■ Stated problem
Return all the data below as it stands, minus the pictures.

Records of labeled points
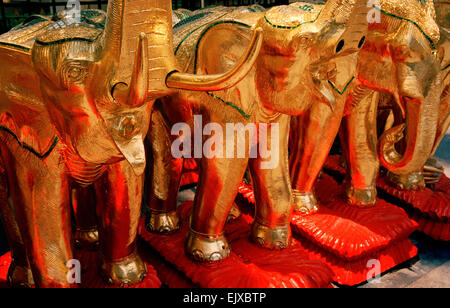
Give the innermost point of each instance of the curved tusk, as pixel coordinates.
(220, 81)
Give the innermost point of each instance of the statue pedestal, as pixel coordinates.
(350, 240)
(430, 208)
(248, 266)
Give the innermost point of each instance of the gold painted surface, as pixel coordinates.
(79, 99)
(307, 61)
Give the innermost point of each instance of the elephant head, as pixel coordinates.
(301, 47)
(405, 65)
(99, 86)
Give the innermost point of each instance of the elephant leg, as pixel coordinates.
(216, 190)
(272, 188)
(444, 118)
(165, 172)
(359, 139)
(41, 206)
(19, 273)
(84, 205)
(315, 132)
(119, 195)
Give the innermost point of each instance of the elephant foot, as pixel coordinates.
(432, 171)
(271, 237)
(361, 197)
(304, 203)
(124, 272)
(234, 213)
(411, 181)
(19, 276)
(86, 239)
(206, 248)
(161, 222)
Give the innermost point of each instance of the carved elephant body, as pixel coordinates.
(76, 99)
(283, 82)
(399, 59)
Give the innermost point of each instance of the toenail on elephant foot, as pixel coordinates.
(124, 272)
(361, 197)
(278, 237)
(161, 222)
(86, 239)
(304, 202)
(411, 181)
(206, 248)
(19, 276)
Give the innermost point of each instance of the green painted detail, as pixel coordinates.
(229, 104)
(189, 34)
(410, 21)
(209, 28)
(29, 148)
(291, 27)
(70, 39)
(196, 60)
(306, 7)
(15, 46)
(345, 88)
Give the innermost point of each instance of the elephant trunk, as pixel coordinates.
(135, 81)
(420, 126)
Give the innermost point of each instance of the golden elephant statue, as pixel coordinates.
(76, 98)
(398, 68)
(294, 73)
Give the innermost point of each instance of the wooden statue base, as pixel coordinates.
(430, 208)
(248, 266)
(351, 240)
(90, 277)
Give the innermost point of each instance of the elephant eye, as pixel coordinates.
(73, 72)
(340, 46)
(361, 42)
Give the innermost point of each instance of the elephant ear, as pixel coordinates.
(220, 47)
(22, 111)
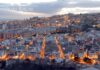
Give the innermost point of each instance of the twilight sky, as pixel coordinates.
(19, 9)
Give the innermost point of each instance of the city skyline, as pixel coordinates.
(20, 9)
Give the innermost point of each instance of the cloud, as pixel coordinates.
(49, 8)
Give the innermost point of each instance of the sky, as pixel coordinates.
(21, 9)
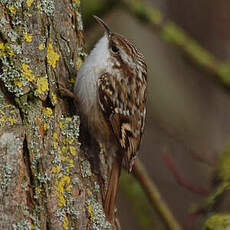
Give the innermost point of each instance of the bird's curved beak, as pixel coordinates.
(104, 26)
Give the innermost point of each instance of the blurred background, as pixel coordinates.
(188, 105)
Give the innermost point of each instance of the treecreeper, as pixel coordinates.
(111, 91)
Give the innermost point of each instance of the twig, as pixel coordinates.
(172, 33)
(154, 196)
(182, 180)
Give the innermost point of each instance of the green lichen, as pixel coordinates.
(85, 169)
(217, 222)
(96, 214)
(223, 166)
(29, 3)
(47, 6)
(63, 166)
(52, 56)
(28, 37)
(42, 86)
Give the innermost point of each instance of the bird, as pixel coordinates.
(111, 89)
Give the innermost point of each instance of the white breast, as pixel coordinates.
(86, 81)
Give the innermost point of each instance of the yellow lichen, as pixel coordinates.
(47, 111)
(55, 144)
(29, 2)
(78, 63)
(12, 120)
(8, 50)
(54, 97)
(218, 222)
(77, 2)
(52, 56)
(61, 125)
(72, 150)
(2, 48)
(38, 190)
(62, 184)
(90, 210)
(38, 5)
(18, 83)
(27, 37)
(42, 85)
(45, 126)
(64, 149)
(56, 169)
(55, 135)
(41, 46)
(66, 223)
(12, 10)
(26, 72)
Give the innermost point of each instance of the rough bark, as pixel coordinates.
(46, 181)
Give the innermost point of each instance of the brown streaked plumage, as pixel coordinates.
(111, 87)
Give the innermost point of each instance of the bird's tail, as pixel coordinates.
(111, 194)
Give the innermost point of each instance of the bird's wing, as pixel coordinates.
(123, 105)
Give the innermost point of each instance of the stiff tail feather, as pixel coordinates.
(111, 194)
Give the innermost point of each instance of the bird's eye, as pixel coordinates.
(114, 49)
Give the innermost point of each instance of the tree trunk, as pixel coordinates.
(46, 181)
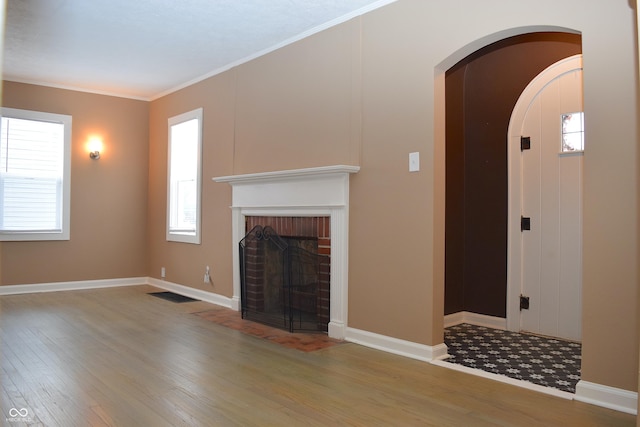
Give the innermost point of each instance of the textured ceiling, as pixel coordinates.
(146, 48)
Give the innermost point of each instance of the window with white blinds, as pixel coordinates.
(34, 175)
(184, 171)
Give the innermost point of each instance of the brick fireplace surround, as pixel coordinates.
(314, 227)
(313, 192)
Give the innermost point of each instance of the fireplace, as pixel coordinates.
(285, 267)
(313, 192)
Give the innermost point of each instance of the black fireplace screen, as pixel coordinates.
(284, 281)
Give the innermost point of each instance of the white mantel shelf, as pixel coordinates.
(320, 191)
(287, 174)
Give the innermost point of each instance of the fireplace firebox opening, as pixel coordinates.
(285, 279)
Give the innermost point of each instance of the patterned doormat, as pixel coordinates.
(300, 341)
(540, 360)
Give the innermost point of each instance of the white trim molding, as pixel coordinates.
(397, 346)
(187, 291)
(475, 319)
(321, 191)
(71, 286)
(607, 397)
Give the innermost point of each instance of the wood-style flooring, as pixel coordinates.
(120, 357)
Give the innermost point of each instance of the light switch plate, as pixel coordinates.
(414, 162)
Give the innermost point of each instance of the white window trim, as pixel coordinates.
(174, 236)
(65, 233)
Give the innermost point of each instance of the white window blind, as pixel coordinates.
(33, 192)
(183, 210)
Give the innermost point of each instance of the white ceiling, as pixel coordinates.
(147, 48)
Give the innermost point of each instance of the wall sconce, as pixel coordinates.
(95, 146)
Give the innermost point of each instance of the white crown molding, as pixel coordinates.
(397, 346)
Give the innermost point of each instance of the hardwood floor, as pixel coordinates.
(120, 357)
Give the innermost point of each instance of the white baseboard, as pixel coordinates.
(607, 397)
(475, 319)
(108, 283)
(192, 292)
(71, 286)
(397, 346)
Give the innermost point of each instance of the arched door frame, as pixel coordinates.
(439, 150)
(514, 233)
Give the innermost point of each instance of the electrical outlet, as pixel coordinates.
(414, 162)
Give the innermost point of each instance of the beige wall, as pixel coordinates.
(108, 196)
(368, 92)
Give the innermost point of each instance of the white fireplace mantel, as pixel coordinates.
(321, 191)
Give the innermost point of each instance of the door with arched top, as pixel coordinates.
(546, 137)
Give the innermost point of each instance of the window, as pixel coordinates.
(184, 182)
(572, 132)
(35, 172)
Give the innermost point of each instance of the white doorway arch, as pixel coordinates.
(515, 252)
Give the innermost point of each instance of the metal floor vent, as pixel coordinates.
(173, 297)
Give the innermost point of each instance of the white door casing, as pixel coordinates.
(545, 263)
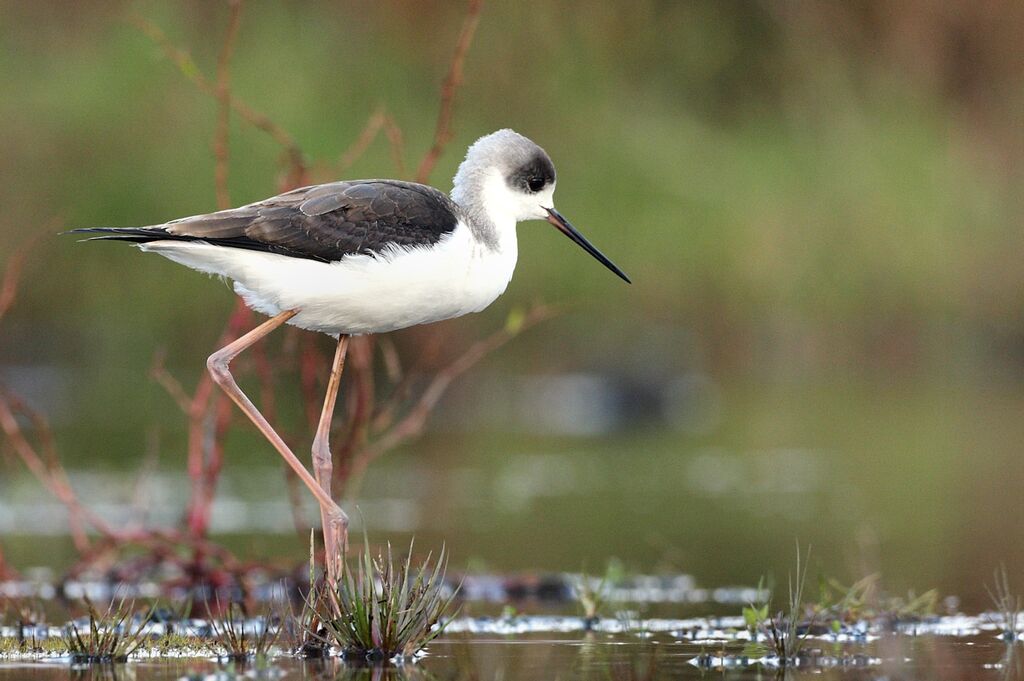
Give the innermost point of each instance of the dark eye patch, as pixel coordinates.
(534, 175)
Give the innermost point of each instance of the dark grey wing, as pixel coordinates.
(322, 222)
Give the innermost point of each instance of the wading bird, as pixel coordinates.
(364, 257)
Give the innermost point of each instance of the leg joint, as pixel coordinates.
(217, 365)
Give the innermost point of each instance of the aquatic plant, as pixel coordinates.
(232, 639)
(306, 631)
(591, 596)
(383, 609)
(1007, 603)
(111, 636)
(785, 633)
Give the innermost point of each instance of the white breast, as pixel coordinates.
(361, 294)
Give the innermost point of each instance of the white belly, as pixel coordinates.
(360, 294)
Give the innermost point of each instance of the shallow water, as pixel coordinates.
(557, 647)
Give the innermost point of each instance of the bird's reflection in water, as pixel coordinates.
(100, 672)
(333, 669)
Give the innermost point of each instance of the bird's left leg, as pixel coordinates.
(335, 534)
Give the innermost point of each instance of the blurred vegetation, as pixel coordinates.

■ Answer for this exercise
Give the innermost point of each instance of the curved tusk, as pixel coordinates.
(220, 81)
Give the innermost point of each instance of the statue pedestal, as pixel coordinates.
(350, 240)
(430, 208)
(248, 266)
Give the innermost point of each instance of the gold painted surface, as pixel coordinates.
(79, 99)
(307, 61)
Give the innermost point of each instance of the elephant head, as pixel coordinates.
(301, 47)
(405, 65)
(99, 86)
Give the innermost point of each instance of the elephant leg, as pixel coordinates.
(216, 190)
(272, 188)
(444, 118)
(165, 172)
(359, 139)
(41, 206)
(19, 273)
(84, 205)
(315, 132)
(119, 195)
Give the innermost point of each instance of the elephant foot, as pixel coordinates.
(432, 171)
(271, 237)
(361, 197)
(304, 203)
(124, 272)
(234, 213)
(411, 181)
(19, 276)
(86, 239)
(206, 248)
(161, 222)
Give the innermost point of each instance of the carved elephant body, as pixel coordinates.
(76, 99)
(283, 82)
(399, 59)
Give the innermost point of each instance of the toenail on elephant foot, as pixel coordinates.
(124, 272)
(361, 197)
(278, 237)
(161, 222)
(86, 239)
(304, 202)
(411, 181)
(206, 248)
(19, 276)
Give the innermost point of each instance of the green painted detail, as pixel coordinates.
(229, 104)
(189, 34)
(410, 21)
(209, 28)
(29, 148)
(291, 27)
(70, 39)
(196, 60)
(306, 7)
(15, 46)
(345, 88)
Give the innermost point of each instance of the elephant trunk, as pixel coordinates.
(135, 81)
(420, 126)
Give the innermost point of each instance of the golden elephant statue, as pixel coordinates.
(76, 98)
(398, 68)
(294, 73)
Give the innermost point of each instance of the wooden statue base, as pixel coordinates.
(430, 208)
(248, 266)
(351, 240)
(90, 277)
Give the innermost point of each instance of the elephant eye, as pixel coordinates.
(73, 72)
(340, 46)
(361, 42)
Give the innermost point of each instance of the elephant ear, as pixel coordinates.
(220, 47)
(22, 111)
Give the innermost point of each instance of the twilight sky, as pixel coordinates.
(19, 9)
Give the innermost point of each instance of the city skyline, as pixel coordinates.
(20, 9)
Give the innermost point of each instance of the cloud, as pixel coordinates.
(49, 8)
Give the innermost point of each instance of the sky, as pixel coordinates.
(21, 9)
Give the innermost point of each instance of the bird's curved beak, as pixel coordinates.
(104, 26)
Give the innermost point of each instance of the blurred background, as pixel coordinates.
(188, 105)
Give the innermost point of each instance of the treecreeper, as pixel coordinates.
(111, 91)
Give the innermost point of each instance of the twig, as pixel coordinates.
(172, 33)
(154, 196)
(182, 180)
Give the innermost point of each instance of the green lichen, as pixel coordinates.
(85, 169)
(217, 222)
(96, 214)
(223, 166)
(29, 3)
(47, 6)
(63, 166)
(52, 56)
(28, 37)
(42, 86)
Give the innermost point of each instance of the bird, as pixel coordinates.
(111, 89)
Give the innermost point of each instance of the white breast, as pixel coordinates.
(86, 81)
Give the innermost point of each instance of the yellow lichen, as pixel coordinates.
(47, 111)
(55, 144)
(29, 2)
(78, 63)
(12, 120)
(8, 50)
(54, 97)
(218, 222)
(77, 2)
(52, 56)
(61, 125)
(72, 150)
(2, 48)
(38, 190)
(62, 184)
(90, 210)
(38, 5)
(18, 83)
(27, 37)
(42, 85)
(45, 126)
(64, 149)
(56, 169)
(55, 135)
(41, 46)
(66, 223)
(12, 10)
(26, 72)
Give the innermost point of each instance of the rough bark, as pixel coordinates.
(46, 181)
Give the innermost point of each instance of the brown streaked plumage, as pixel coordinates.
(111, 87)
Give the innermost point of each instance of the bird's tail, as pixel coordinates.
(111, 194)
Give the innermost point of each instance of the bird's wing, as pixel coordinates.
(123, 105)
Give the innermost point of each instance of the stiff tail feather, as pixel coordinates.
(111, 194)
Give the innermost point of each instance of the bird's eye, as pixel coordinates.
(114, 49)
Give the innermost point of each instance of the tree trunk, as pixel coordinates.
(46, 181)
Give the innermost point of each instance of the textured ceiling, as pixel coordinates.
(146, 48)
Give the innermost point of each instance of the window with white blinds, as pixel coordinates.
(34, 175)
(184, 171)
Give the innermost point of each instance of the brick fireplace surround, as pixel coordinates.
(314, 227)
(313, 192)
Give the innermost point of each instance of the fireplace, as pixel coordinates.
(285, 267)
(313, 192)
Give the innermost point of each instance of the black fireplace screen, as pixel coordinates.
(284, 281)
Give the innermost point of each instance of the white mantel shelf, as pixel coordinates.
(320, 191)
(287, 174)
Give the innermost point of each instance of the fireplace firebox opening, as pixel coordinates.
(285, 279)
Give the innermost point of each instance of the patterned doormat, as pixel coordinates.
(300, 341)
(540, 360)
Give the innermost point of each instance of the white trim molding, as pixel coordinates.
(397, 346)
(187, 291)
(475, 319)
(321, 191)
(71, 286)
(607, 397)
Give the innermost point of each instance of the wood-style flooring, as pixel coordinates.
(120, 357)
Give the innermost point of each instance of the light switch plate, as pixel coordinates.
(414, 162)
Give the innermost point of each instance of the white window trim, as pixel coordinates.
(174, 236)
(65, 233)
Give the innermost point of each instance of the white window blind, as pixel coordinates.
(33, 192)
(183, 210)
Give the innermost point of each instance of the white ceiling, as pixel coordinates.
(147, 48)
Give the innermost point of each instance of the wall sconce, as pixel coordinates.
(95, 146)
Give the innermost point of each instance of the white crown molding, as pixel coordinates.
(397, 346)
Give the innermost point of each instance of the hardwood floor, as pixel coordinates.
(120, 357)
Give the innermost point of each instance of the white baseboard, as pixel coordinates.
(607, 397)
(475, 319)
(108, 283)
(192, 292)
(71, 286)
(397, 346)
Give the innermost point of each instance of the arched door frame, as pixel coordinates.
(439, 150)
(514, 233)
Give the innermost point of each instance of the electrical outlet, as pixel coordinates.
(414, 162)
Give the innermost point of each instance of the beige wall, as pixel coordinates.
(108, 196)
(368, 92)
Give the innermost point of each instance of the white fireplace mantel, as pixel coordinates.
(321, 191)
Give the innermost point of each instance of the door with arched top, as pixel coordinates.
(546, 137)
Give the innermost point of each instance of the window, as pixel coordinates.
(184, 182)
(572, 132)
(35, 172)
Give the innermost point of each instance of the white doorway arch, as pixel coordinates.
(515, 252)
Give the innermost point of each instance of the metal floor vent, as pixel coordinates.
(173, 297)
Give the innermost point of each instance of the white door casing, as pixel coordinates.
(545, 263)
Give the innermost point of each instance of the dark eye patch, as pixel coordinates.
(534, 175)
Give the innermost point of each instance of the dark grey wing, as pixel coordinates.
(322, 222)
Give the innermost point of each instance of the wading bird, as pixel coordinates.
(364, 257)
Give the innermost point of each instance of the leg joint, as pixel coordinates.
(217, 365)
Give the innermost point of each instance of the aquatic plant, as pixel coordinates.
(232, 639)
(306, 631)
(591, 596)
(383, 609)
(1007, 603)
(111, 636)
(785, 633)
Give the innermost point of each instance of the white breast, as pixel coordinates.
(361, 294)
Give the innermost point of each instance of the white belly, as pixel coordinates.
(360, 294)
Give the innermost point of each instance of the shallow water, as pixel coordinates.
(557, 647)
Give the innermost point of each instance of the bird's reflection in water, as pixel coordinates.
(100, 672)
(333, 669)
Give the innermost point of each instance of the bird's left leg, as pixel coordinates.
(335, 534)
Give the innermost point of each instance of the blurred vegetation, as pixel coordinates.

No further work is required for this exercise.